> To do: Rewrite the stretch from the line containing "Target: cabinet drawer" through the end of the entries, replacing "sofa" with "couch" and leaving everything else unchanged. Provide only those lines.
-- start Data to process --
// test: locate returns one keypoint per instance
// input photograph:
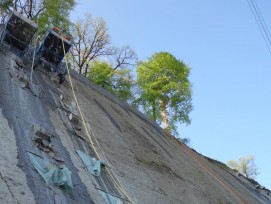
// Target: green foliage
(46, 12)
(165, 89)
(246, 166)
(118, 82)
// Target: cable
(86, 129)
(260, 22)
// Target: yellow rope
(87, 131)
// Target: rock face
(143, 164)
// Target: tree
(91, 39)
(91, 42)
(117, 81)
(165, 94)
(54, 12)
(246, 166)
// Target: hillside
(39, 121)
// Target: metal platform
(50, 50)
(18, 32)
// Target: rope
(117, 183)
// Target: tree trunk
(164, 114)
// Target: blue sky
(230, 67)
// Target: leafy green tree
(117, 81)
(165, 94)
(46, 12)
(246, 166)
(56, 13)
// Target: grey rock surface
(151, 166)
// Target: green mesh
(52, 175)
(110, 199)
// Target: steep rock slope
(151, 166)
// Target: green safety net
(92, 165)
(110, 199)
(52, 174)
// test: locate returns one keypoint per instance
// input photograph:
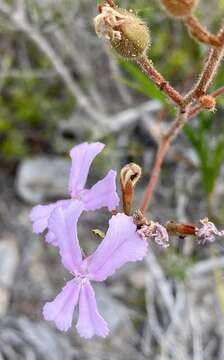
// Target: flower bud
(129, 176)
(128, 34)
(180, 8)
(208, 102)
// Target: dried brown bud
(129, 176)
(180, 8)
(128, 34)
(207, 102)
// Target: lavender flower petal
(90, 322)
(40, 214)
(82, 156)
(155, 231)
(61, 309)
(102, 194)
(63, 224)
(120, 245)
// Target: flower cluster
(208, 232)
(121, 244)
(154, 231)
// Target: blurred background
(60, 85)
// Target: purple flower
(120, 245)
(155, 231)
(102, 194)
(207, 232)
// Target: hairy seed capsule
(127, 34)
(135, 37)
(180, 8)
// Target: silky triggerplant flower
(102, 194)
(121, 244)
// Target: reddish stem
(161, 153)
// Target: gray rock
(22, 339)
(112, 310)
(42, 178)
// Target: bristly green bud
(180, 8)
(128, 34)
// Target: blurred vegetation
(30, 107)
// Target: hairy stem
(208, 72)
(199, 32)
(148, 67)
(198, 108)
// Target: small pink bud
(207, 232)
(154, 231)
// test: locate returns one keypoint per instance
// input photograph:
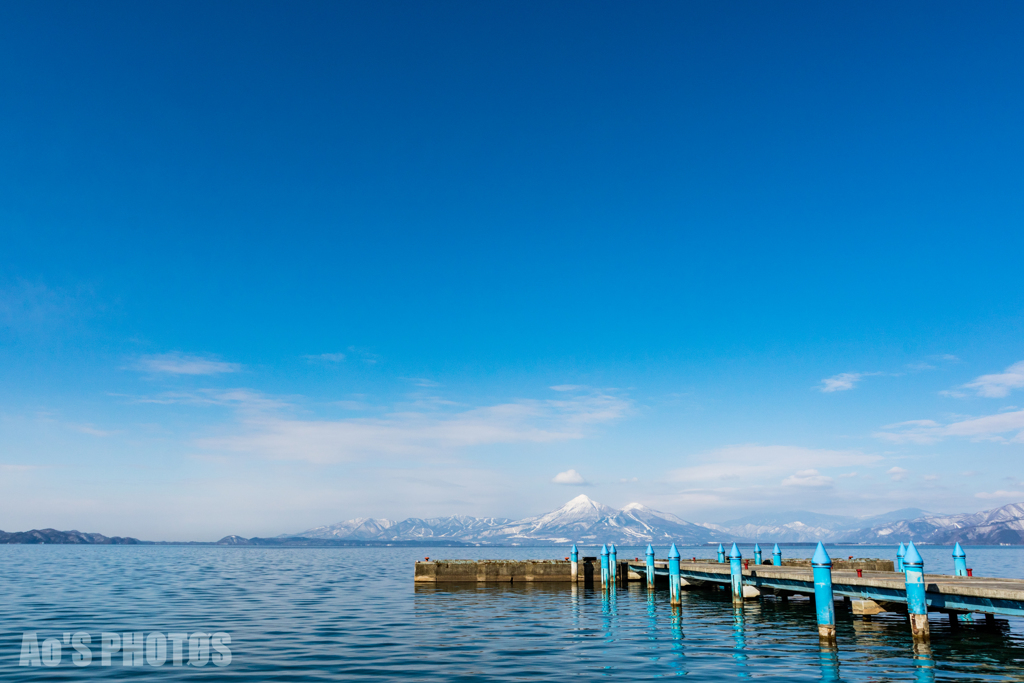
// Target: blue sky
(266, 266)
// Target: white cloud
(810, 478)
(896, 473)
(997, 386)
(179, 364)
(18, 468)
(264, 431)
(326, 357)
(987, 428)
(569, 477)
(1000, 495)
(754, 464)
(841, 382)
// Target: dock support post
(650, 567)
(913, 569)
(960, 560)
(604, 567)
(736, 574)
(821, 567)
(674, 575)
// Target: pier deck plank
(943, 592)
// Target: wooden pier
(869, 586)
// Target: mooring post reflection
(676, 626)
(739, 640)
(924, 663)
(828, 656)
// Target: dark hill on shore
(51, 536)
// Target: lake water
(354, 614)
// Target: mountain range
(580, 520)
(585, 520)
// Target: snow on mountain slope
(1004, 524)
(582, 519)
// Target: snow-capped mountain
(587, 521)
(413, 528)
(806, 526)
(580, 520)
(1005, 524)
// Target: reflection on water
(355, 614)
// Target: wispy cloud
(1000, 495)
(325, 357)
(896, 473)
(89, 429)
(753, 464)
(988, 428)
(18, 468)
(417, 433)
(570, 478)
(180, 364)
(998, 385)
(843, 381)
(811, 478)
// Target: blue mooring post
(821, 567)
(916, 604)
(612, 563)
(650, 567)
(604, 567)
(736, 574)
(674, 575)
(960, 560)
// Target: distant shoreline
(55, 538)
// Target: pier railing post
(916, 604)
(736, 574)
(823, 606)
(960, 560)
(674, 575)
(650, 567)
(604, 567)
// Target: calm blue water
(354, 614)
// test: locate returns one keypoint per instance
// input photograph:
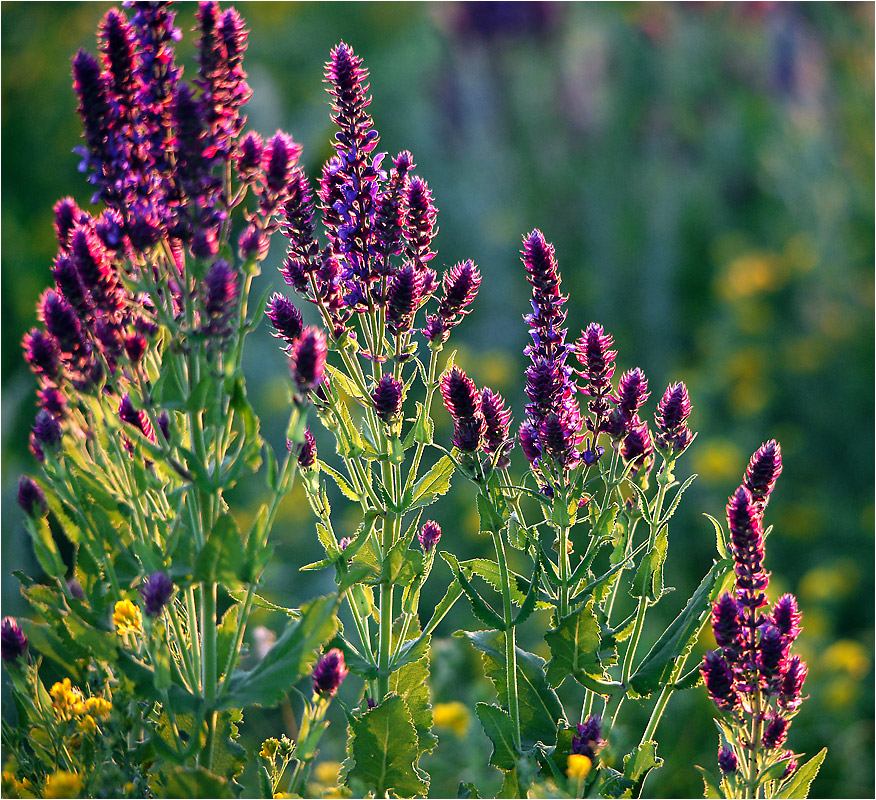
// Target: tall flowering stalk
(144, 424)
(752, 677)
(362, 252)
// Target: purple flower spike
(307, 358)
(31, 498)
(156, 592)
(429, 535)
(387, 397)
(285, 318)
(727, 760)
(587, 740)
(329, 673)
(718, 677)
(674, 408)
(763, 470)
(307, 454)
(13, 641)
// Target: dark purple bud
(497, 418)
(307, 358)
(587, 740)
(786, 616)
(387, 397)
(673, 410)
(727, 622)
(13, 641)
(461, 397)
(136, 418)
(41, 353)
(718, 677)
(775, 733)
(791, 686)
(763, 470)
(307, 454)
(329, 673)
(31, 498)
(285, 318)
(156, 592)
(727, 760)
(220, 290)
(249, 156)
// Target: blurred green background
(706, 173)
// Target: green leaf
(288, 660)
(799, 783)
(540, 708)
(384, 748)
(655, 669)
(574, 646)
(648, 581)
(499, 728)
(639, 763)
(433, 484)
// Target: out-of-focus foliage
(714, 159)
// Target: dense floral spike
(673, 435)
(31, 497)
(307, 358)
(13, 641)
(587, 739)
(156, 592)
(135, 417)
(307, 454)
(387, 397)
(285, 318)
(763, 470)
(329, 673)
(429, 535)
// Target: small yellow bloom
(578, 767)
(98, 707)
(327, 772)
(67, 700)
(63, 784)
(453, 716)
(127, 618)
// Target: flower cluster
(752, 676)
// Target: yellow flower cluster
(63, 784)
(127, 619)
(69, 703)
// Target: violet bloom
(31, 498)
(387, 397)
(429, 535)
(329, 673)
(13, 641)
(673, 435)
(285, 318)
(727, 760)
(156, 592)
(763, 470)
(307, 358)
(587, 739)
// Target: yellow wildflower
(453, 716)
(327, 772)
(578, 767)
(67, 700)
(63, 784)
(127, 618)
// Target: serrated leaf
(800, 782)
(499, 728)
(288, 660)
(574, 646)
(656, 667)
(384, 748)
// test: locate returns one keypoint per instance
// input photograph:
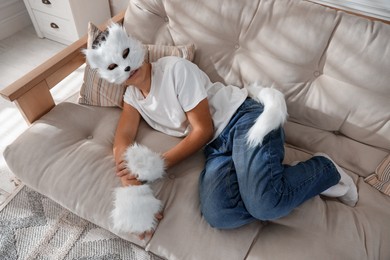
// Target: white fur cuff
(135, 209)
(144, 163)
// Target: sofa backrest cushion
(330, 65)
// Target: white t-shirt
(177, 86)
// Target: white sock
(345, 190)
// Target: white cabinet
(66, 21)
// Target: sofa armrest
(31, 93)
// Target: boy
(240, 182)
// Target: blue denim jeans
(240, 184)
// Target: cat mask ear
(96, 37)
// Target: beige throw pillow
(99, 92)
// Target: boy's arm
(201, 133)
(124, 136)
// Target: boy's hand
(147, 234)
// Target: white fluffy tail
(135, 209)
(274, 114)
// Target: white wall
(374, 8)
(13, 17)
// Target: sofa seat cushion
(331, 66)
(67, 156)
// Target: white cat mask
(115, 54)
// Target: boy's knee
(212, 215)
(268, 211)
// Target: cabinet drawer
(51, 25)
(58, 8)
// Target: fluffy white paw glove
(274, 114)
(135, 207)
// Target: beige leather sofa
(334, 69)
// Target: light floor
-- end Data to process --
> Exercise result:
// Target: cabinet drawer
(51, 25)
(58, 8)
// Target: fluffy white paw glove
(274, 114)
(135, 207)
// Target: beige leather couch
(334, 69)
// Target: light floor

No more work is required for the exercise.